● Document excerpt:
# # #

Bordeaux Bay

Bordeaux Bay
Bordeaux Bay by Guernsey-based artist Tony Taylor

Monday, 28 February 2022

RECALLED

Most people are familiar with the name of Lazarus, whose reanimation features as the last of the miracles ascribed to Jesus in the Gospel of John. 

Lazarus, already dead and entombed, was commanded to return to life and duly rose in his winding sheets and rejoined his family. 


We assume he was overjoyed with this turn of events.


But was he? 



















LAZARUS REGRETS


I suppose I should be grateful

that I have been restored to life.

Truly a miracle, they say,

for I was dead, my youthful wife

a widow. Then came that fateful

moment: the voice, to my dismay,  

of God, or something like His voice

recalled me from that peaceful place,

a still, enshrouding nothingness

where I was free in endless space.

I sat up, watched my wife rejoice,

enfold me in her warm caress,

and back came flooding all the cares,

the daily desolation, fears,

unspooling like a ball of thread.

My neighbours wondered at my tears

and crowded round me unawares. 

A kind God would have left me dead.

In death, I had at last escaped

the terror, that each human knows,

of his inevitable doom.  

A feather underneath my nose

proved me extinct. My coffin, draped

with sackcloth, waited by the tomb.

Then came a Man, a God of sorts,

whose word alone awakened me,

my winding sheets fell off, my eyes

perceived, at first, a wondrous tree,

then children carrying reports

of miracles with joyous cries.

# # #

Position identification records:
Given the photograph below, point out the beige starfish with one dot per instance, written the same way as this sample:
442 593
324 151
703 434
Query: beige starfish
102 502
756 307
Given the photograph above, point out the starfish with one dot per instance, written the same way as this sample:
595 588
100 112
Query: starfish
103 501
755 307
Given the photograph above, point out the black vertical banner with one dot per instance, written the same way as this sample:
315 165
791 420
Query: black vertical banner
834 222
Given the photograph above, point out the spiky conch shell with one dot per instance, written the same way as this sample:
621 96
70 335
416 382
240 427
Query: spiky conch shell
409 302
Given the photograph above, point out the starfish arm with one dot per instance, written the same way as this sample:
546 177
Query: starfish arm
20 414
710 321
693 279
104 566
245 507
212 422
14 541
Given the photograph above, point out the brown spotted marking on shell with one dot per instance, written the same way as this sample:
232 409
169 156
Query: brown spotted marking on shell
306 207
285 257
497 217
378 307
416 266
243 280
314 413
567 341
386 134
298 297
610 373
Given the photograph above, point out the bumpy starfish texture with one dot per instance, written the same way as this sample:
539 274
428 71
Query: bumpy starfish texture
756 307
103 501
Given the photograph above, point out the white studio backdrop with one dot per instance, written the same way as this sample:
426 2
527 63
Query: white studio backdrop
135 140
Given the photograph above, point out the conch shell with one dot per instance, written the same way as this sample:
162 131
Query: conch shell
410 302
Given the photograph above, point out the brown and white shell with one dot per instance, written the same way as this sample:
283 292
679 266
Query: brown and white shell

# # #

● Exercise instructions:
1. In the Lazarus poem, what was the speaker's coffin draped with?
2. Repeat the part of the Lazarus post starting with "unspooling like a" and going on through "his inevitable doom.".

● In response:
1. Sackcloth.

2.
unspooling like a ball of thread.

My neighbours wondered at my tears

and crowded round me unawares. 

A kind God would have left me dead.

In death, I had at last escaped

the terror, that each human knows,

of his inevitable doom.